╭─ THE DATA
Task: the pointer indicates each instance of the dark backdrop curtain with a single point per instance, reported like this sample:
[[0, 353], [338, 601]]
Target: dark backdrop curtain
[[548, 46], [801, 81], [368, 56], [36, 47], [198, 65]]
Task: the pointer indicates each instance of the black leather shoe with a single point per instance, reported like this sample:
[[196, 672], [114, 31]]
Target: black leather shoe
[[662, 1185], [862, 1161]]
╰─
╭─ THE DATA
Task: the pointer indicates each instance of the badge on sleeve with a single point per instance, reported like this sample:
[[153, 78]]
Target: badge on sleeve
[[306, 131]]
╰─
PROBLEM REQUIREMENTS:
Format the stretch of material from the line containing "Task: the pointer indicates each instance of the badge" through the line containing "[[306, 131]]", both included, as a numbered list, leaving out any blank lines. Include those lines only.

RESPONSE TO THIS TASK:
1. Task: the pointer indicates each instance of the badge on sleeve with a single point per instance, reported like this sample:
2. [[153, 78]]
3. Target: badge on sleeve
4. [[306, 131]]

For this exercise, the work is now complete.